WRITTEN PROBLEM: Count the lines in the listing below that contain the string "table", matching case exactly, and give only that number.

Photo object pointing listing
★ ★ ★ ★ ★ ★ ★
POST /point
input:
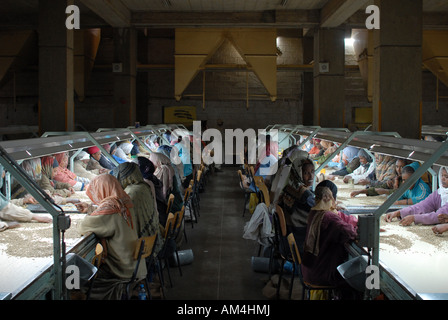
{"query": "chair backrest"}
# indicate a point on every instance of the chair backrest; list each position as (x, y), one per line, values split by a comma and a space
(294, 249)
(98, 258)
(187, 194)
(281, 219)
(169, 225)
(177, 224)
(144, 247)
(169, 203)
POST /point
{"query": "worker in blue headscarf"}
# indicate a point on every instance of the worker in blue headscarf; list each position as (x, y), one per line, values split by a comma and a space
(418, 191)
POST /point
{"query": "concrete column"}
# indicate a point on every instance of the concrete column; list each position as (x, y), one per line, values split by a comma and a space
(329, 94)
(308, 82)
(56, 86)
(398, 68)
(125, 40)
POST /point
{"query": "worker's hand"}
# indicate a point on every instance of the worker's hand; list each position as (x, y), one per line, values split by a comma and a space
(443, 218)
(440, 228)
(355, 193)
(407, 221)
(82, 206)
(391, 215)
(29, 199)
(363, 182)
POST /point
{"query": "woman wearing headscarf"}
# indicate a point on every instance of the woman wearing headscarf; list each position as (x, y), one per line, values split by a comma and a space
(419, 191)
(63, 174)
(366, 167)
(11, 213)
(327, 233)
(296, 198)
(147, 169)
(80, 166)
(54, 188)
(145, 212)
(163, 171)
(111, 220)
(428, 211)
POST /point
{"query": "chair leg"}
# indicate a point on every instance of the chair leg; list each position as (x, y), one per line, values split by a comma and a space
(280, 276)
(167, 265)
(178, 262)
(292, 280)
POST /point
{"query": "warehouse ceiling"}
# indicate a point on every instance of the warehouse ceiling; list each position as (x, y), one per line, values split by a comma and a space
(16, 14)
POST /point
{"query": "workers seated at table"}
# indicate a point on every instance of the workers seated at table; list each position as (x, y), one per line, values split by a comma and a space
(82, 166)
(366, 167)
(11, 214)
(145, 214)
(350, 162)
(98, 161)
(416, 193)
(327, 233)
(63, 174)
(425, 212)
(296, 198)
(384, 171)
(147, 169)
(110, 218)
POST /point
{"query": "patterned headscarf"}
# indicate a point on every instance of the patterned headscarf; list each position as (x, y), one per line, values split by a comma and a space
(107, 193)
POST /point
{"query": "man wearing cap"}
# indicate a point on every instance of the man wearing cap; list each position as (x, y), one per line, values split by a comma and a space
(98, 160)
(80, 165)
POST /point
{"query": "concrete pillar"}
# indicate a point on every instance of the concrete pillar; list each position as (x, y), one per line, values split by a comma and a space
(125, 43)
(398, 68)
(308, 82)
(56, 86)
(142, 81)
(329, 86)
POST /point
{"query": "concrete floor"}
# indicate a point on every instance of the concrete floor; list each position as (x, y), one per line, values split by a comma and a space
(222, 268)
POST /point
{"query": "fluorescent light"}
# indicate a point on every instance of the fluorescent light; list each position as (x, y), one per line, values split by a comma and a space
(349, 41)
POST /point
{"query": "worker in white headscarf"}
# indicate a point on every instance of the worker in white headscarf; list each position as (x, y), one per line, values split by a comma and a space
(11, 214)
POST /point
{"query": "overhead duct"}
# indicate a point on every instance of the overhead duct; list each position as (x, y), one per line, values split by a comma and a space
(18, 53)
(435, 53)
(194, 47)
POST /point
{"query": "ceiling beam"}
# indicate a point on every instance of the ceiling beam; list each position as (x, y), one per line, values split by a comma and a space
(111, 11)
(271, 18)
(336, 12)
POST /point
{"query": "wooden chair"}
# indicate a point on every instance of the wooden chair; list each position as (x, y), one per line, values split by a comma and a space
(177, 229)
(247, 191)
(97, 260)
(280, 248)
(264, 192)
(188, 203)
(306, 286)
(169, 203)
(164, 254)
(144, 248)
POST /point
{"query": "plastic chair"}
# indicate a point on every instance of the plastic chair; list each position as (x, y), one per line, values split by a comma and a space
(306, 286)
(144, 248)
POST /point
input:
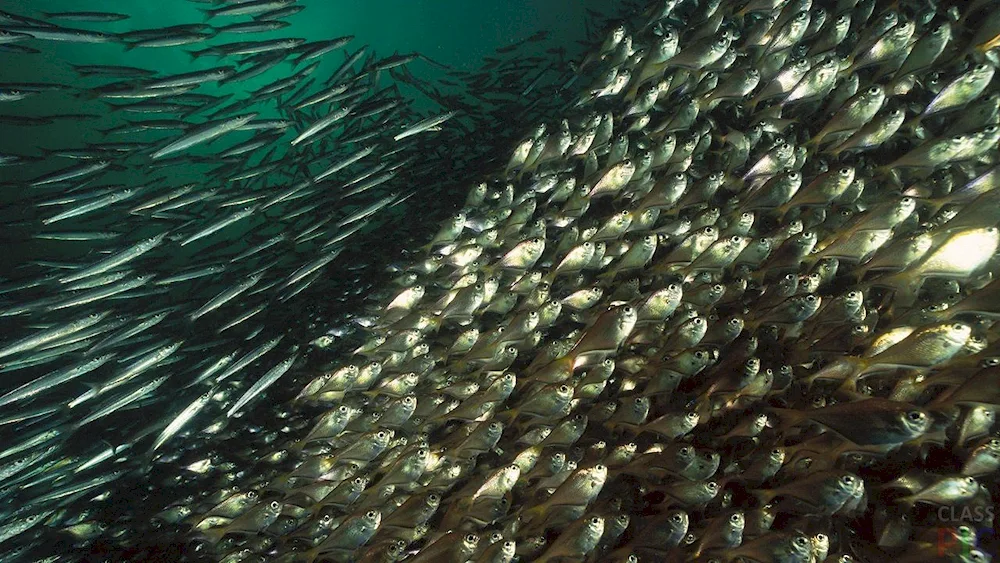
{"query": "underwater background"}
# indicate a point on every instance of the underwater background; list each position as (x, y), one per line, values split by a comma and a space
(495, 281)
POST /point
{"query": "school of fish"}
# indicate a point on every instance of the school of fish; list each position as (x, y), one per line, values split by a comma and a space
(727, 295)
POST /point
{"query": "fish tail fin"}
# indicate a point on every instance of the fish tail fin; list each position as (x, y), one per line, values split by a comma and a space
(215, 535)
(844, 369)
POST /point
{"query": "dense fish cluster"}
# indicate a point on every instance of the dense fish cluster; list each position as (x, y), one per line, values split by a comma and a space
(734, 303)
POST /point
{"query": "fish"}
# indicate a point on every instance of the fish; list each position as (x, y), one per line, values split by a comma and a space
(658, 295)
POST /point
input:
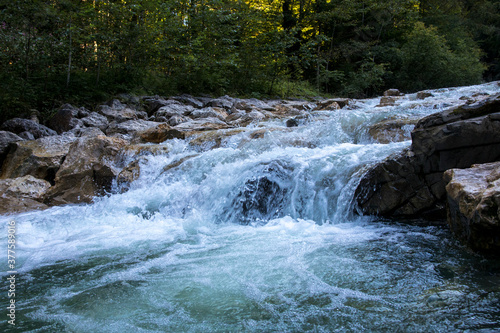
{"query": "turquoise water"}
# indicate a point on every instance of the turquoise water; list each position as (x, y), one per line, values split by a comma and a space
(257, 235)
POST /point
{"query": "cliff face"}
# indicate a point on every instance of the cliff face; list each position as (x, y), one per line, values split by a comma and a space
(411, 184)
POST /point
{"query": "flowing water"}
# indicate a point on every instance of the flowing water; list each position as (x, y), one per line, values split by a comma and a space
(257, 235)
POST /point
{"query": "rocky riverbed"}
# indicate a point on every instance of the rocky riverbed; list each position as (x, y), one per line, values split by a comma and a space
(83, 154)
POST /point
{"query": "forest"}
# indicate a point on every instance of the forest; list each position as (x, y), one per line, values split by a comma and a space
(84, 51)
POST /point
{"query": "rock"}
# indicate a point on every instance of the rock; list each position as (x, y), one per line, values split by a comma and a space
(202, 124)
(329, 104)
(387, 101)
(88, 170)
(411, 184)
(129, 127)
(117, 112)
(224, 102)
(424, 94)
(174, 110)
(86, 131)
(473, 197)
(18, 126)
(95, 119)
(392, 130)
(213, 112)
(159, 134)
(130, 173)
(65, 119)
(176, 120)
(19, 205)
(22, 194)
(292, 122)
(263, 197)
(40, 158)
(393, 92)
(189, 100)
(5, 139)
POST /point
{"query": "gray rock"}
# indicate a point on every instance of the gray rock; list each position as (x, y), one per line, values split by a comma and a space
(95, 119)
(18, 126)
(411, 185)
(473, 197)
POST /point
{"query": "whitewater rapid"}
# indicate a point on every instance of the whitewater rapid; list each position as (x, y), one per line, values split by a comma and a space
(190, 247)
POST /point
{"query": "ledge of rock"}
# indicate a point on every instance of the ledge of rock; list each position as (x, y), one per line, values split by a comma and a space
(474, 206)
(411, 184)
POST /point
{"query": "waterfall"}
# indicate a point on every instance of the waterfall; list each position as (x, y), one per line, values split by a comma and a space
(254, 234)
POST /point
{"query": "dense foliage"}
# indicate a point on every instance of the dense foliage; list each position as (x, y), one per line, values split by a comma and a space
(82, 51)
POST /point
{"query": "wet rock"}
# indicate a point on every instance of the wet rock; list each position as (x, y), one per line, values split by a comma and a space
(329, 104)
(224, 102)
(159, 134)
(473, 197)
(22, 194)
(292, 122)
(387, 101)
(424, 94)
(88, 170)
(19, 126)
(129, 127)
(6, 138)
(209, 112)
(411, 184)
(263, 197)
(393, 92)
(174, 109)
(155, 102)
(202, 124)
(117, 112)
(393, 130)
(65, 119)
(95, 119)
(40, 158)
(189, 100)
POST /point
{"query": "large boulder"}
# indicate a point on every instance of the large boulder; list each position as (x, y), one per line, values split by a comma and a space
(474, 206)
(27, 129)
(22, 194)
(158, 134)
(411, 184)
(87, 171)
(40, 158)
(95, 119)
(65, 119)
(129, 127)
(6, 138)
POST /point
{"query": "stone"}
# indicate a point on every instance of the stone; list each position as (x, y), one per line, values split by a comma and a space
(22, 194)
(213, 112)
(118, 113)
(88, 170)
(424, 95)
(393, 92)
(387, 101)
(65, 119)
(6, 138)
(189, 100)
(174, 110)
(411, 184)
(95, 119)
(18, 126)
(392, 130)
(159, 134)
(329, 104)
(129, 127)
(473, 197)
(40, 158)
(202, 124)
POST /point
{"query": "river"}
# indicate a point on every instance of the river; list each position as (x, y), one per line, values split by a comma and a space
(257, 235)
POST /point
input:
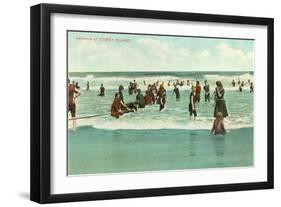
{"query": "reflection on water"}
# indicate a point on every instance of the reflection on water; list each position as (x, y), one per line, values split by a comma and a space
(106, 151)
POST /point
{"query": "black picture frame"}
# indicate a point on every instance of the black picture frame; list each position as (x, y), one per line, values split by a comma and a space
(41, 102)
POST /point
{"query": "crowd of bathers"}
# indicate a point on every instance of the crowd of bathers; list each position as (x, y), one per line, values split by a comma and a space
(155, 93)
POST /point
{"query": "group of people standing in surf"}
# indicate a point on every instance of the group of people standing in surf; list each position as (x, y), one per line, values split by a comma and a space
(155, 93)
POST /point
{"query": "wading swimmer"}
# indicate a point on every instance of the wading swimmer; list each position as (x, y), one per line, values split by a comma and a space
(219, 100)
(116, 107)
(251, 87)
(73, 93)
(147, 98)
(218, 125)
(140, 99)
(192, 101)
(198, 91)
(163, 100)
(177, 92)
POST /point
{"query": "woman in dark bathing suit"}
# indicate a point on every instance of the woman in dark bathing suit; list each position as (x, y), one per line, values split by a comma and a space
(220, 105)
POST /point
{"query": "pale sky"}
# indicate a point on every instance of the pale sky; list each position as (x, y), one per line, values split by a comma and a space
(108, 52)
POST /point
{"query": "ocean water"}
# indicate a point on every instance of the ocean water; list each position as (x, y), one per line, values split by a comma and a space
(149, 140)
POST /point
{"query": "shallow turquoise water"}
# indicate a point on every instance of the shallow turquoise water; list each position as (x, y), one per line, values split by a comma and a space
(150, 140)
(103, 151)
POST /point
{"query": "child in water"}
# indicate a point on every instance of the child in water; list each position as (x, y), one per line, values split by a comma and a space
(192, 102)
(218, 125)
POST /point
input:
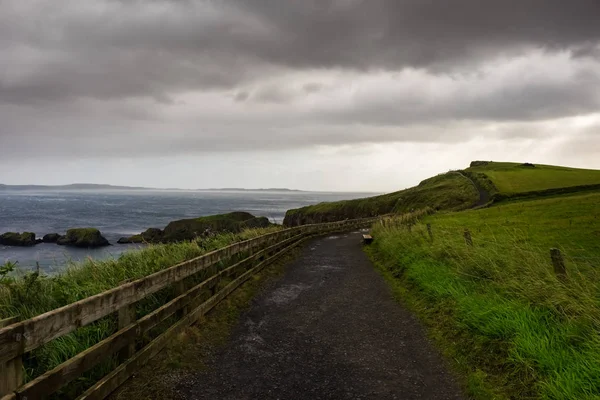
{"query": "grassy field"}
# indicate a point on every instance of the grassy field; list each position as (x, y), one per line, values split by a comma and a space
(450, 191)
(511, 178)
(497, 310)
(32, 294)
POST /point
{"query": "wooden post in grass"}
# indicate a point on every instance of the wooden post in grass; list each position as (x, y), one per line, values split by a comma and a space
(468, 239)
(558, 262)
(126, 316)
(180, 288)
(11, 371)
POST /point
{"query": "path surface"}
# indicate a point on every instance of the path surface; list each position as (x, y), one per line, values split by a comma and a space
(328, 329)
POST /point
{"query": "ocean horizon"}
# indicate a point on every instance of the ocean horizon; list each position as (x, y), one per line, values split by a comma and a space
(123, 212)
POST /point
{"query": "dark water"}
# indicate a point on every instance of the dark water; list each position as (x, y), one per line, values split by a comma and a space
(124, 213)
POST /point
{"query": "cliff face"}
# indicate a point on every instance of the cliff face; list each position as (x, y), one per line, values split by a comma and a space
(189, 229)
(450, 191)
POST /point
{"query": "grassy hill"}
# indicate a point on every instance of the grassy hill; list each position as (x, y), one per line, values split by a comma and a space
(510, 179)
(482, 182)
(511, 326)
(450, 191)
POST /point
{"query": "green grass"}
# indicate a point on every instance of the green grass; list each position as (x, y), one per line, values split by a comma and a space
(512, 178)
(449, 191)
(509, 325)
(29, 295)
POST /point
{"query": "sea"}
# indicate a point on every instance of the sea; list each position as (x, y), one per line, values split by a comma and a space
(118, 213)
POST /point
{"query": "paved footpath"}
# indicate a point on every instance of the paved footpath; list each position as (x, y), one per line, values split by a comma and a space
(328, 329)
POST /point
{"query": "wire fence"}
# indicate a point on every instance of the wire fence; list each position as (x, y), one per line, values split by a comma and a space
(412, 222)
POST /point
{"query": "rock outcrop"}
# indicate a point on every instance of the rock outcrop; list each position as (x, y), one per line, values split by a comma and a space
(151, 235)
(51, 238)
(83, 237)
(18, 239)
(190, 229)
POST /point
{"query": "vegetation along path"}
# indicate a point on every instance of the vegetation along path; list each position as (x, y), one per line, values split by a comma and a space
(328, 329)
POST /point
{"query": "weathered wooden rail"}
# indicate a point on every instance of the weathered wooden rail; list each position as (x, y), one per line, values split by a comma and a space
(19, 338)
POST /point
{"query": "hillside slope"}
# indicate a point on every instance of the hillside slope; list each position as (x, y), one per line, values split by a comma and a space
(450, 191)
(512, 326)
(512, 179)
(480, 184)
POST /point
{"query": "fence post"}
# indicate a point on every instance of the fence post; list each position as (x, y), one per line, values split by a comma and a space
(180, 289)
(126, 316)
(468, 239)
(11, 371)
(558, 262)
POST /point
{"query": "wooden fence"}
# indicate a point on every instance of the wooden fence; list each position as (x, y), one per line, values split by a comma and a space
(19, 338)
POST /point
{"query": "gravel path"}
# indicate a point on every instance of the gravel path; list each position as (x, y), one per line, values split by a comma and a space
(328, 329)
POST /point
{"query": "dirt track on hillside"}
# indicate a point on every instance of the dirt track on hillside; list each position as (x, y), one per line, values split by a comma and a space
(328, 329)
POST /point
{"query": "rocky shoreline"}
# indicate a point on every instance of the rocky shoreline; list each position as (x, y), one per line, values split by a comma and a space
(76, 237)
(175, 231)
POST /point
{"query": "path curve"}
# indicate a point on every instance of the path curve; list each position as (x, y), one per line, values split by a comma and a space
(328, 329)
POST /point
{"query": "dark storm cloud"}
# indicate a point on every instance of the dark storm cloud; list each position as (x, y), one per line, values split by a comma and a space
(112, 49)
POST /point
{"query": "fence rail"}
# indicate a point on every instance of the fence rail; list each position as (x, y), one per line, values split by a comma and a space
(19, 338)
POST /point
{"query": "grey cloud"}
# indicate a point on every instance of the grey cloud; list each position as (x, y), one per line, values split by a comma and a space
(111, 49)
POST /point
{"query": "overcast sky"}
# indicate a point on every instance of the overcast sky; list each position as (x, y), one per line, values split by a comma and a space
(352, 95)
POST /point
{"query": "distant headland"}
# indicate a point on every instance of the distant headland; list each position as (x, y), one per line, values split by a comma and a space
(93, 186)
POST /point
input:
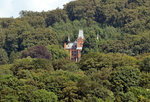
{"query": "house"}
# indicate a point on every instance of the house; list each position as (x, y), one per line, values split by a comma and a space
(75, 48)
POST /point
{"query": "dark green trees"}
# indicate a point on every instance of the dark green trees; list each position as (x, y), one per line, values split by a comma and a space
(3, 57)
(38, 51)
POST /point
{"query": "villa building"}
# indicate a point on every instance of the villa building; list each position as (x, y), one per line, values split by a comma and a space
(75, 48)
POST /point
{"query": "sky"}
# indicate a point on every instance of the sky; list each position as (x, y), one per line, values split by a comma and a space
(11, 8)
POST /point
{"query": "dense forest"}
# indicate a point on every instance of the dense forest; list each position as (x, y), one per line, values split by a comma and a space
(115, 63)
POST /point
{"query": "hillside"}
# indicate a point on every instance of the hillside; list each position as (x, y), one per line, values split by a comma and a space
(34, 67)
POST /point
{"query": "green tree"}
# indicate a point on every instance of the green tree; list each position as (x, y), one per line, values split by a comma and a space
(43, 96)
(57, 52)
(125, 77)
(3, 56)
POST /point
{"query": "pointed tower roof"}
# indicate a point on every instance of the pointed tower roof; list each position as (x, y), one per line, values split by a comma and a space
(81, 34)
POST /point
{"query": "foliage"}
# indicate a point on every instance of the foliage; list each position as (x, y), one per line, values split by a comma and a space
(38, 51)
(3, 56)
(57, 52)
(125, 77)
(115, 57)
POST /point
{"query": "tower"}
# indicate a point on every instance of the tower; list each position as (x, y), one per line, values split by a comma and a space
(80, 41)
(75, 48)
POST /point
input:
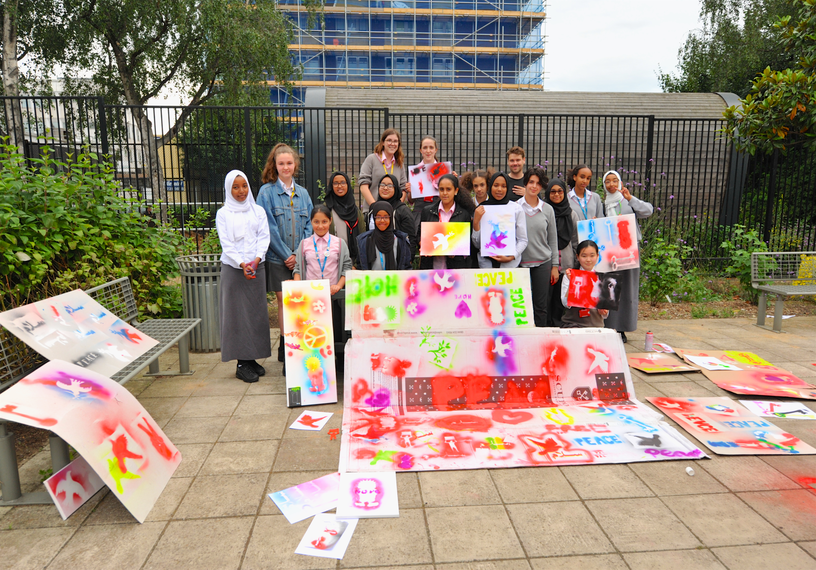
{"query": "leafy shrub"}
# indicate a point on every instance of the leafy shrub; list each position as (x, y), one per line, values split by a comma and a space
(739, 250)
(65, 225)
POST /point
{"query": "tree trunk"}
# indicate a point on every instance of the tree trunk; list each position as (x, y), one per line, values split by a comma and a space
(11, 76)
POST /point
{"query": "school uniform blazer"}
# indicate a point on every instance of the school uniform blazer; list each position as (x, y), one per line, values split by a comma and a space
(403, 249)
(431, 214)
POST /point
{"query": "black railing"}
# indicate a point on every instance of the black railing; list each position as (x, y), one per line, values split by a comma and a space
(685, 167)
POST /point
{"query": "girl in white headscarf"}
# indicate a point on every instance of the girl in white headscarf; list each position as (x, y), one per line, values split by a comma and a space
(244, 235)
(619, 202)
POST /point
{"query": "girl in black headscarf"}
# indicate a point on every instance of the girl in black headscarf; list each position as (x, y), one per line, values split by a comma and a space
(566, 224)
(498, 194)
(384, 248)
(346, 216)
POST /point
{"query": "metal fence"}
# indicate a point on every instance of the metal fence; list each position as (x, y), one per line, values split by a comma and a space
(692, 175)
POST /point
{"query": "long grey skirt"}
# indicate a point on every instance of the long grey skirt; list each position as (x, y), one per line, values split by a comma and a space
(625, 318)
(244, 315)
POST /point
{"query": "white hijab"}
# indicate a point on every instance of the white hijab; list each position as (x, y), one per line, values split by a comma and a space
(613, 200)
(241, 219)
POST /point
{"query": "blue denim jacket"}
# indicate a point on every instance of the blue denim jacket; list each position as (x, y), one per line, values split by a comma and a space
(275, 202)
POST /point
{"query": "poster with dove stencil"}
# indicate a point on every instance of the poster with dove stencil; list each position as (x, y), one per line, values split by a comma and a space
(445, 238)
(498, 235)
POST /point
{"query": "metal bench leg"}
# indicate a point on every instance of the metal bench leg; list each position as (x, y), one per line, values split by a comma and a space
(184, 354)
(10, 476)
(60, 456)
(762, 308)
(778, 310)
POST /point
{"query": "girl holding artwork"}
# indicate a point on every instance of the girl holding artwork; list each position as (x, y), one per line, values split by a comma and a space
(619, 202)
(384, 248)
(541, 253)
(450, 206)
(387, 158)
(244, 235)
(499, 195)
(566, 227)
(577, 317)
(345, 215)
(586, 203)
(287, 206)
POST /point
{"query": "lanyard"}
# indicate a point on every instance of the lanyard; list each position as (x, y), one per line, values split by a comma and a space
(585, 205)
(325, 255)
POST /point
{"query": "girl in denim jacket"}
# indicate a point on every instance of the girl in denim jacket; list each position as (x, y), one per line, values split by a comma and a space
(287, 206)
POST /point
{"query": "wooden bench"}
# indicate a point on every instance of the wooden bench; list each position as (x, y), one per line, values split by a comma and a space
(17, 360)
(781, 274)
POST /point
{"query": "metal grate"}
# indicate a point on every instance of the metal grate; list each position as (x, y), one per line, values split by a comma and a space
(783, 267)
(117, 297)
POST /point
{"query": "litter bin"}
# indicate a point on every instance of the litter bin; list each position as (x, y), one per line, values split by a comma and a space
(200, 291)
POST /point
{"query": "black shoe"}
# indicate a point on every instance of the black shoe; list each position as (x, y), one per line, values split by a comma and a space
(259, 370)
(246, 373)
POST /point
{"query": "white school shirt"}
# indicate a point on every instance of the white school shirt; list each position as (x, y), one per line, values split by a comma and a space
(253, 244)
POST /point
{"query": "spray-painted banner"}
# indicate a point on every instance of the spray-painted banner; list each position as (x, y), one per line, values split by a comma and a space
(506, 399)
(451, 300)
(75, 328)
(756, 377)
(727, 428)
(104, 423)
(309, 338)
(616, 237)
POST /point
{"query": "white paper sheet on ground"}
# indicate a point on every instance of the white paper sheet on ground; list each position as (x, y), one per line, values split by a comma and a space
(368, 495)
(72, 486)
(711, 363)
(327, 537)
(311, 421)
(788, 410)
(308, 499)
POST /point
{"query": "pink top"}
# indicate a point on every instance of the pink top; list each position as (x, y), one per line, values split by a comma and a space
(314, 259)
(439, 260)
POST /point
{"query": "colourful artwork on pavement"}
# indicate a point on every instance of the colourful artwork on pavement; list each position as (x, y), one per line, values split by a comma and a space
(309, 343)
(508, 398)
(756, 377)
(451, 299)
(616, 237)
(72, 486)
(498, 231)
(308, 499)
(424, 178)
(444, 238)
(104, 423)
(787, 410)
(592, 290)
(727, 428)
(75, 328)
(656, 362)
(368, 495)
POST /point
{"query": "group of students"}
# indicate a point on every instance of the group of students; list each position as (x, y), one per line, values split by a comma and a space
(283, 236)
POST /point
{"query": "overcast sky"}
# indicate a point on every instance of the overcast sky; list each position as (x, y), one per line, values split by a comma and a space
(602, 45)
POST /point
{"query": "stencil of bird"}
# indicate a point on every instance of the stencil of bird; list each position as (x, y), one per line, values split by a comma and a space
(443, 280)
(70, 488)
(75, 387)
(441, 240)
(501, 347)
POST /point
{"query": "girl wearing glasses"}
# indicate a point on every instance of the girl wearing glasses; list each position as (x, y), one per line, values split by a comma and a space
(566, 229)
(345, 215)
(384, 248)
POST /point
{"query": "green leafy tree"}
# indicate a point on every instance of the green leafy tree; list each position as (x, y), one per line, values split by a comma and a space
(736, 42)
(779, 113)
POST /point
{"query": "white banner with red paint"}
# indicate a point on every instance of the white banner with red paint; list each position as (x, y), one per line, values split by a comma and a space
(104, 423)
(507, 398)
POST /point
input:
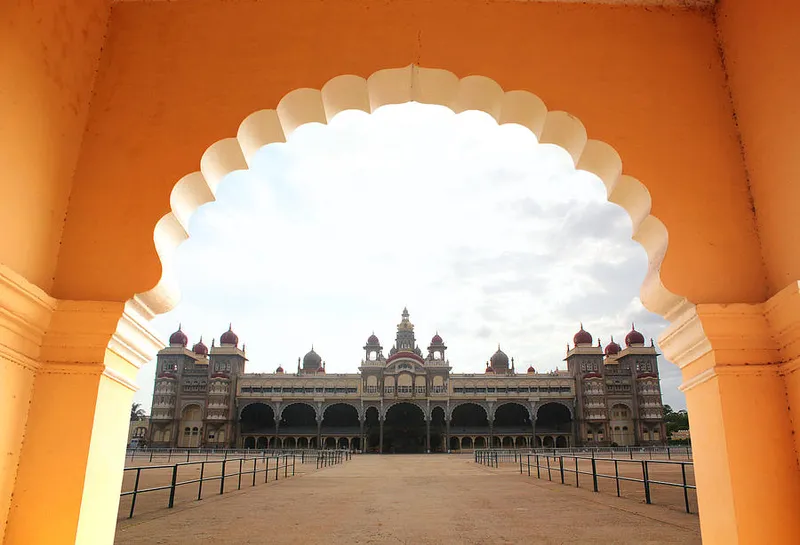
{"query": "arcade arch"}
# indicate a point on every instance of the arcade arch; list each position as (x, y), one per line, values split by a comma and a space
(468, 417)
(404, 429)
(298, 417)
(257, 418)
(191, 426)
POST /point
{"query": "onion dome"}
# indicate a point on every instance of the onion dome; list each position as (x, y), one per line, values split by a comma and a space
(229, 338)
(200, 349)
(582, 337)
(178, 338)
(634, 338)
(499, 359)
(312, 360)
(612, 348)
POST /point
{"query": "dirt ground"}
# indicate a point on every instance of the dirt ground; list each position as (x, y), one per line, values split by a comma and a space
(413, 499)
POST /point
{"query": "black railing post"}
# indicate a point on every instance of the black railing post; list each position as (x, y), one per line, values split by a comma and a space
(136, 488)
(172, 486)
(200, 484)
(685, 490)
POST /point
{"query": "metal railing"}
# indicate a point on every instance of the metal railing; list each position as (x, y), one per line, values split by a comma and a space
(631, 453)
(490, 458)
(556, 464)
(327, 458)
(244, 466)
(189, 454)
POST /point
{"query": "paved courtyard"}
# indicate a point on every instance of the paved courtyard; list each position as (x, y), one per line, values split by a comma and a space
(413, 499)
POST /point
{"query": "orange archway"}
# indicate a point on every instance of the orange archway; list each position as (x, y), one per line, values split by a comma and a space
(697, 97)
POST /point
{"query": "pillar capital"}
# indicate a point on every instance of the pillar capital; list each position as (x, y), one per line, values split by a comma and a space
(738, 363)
★ ★ ★ ★ ★ ★ ★
SOLUTION FOR THIS TASK: 2